Problem to solve: Quote the following lines word for word, leaving nothing out and changing nothing.
# Material for this task start
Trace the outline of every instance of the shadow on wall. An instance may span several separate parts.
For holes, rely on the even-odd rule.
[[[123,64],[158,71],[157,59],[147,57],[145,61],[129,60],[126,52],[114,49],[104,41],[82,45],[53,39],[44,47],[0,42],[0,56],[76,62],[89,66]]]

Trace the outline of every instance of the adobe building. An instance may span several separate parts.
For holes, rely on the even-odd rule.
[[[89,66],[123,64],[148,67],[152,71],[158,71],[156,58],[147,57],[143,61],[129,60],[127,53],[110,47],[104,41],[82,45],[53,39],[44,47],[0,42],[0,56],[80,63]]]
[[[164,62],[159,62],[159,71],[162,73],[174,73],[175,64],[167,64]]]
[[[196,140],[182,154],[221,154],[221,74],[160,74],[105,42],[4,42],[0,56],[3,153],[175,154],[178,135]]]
# Material for this task end
Output of the exercise:
Trace the outline of every instance of the shadow on wall. An instance may span several separate parts.
For holes, rely on the even-odd rule.
[[[123,64],[158,71],[157,59],[147,57],[145,61],[129,60],[126,52],[114,49],[104,41],[82,45],[53,39],[44,47],[0,42],[0,56],[76,62],[89,66]]]

Trace the outline of every instance of the adobe building. An instance may span several separate parts.
For holes, rely on the even-odd rule.
[[[89,66],[123,64],[148,67],[152,71],[158,71],[156,58],[147,57],[143,61],[129,60],[127,53],[110,47],[104,41],[82,45],[53,39],[44,47],[0,42],[0,56],[80,63]]]
[[[164,62],[159,62],[159,71],[162,73],[174,73],[175,64],[167,64]]]
[[[196,140],[182,154],[221,154],[221,74],[160,74],[105,42],[4,42],[0,56],[3,153],[175,154],[178,135]]]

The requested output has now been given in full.